- **EXERCISE DESCRIPTION**
Pick out every line in the records below that contains the string "stone". Case must match.

- **DATA LISTING**
==============================
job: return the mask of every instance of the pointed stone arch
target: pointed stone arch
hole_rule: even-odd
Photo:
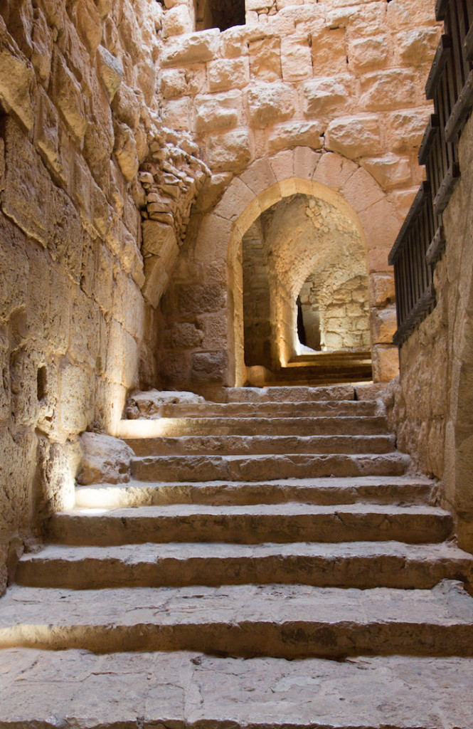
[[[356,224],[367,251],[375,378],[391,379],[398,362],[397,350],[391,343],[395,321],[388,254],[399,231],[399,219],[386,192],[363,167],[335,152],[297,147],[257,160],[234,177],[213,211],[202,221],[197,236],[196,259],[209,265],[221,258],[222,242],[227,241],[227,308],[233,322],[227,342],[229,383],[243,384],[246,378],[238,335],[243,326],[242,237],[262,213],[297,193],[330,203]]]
==============================
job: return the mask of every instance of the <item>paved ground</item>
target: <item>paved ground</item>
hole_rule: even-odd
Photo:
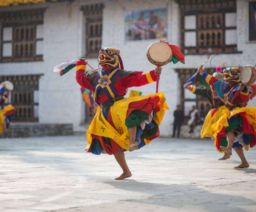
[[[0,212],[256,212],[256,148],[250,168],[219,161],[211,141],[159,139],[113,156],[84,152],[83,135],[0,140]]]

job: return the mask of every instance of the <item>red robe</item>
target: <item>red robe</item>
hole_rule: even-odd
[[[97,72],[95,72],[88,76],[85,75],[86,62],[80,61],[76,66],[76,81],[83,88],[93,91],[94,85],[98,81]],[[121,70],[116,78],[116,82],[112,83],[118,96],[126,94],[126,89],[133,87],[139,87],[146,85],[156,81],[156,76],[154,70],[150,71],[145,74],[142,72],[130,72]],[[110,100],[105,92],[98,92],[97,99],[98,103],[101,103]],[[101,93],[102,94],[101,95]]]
==============================
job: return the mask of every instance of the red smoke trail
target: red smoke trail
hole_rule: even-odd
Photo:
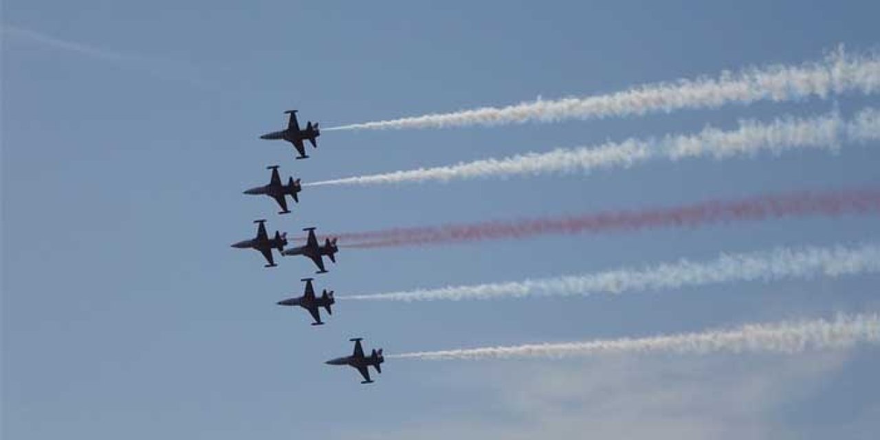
==============================
- **EXERCISE RESPONSE**
job: return the mask of every instance of the pointed stone arch
target: pointed stone arch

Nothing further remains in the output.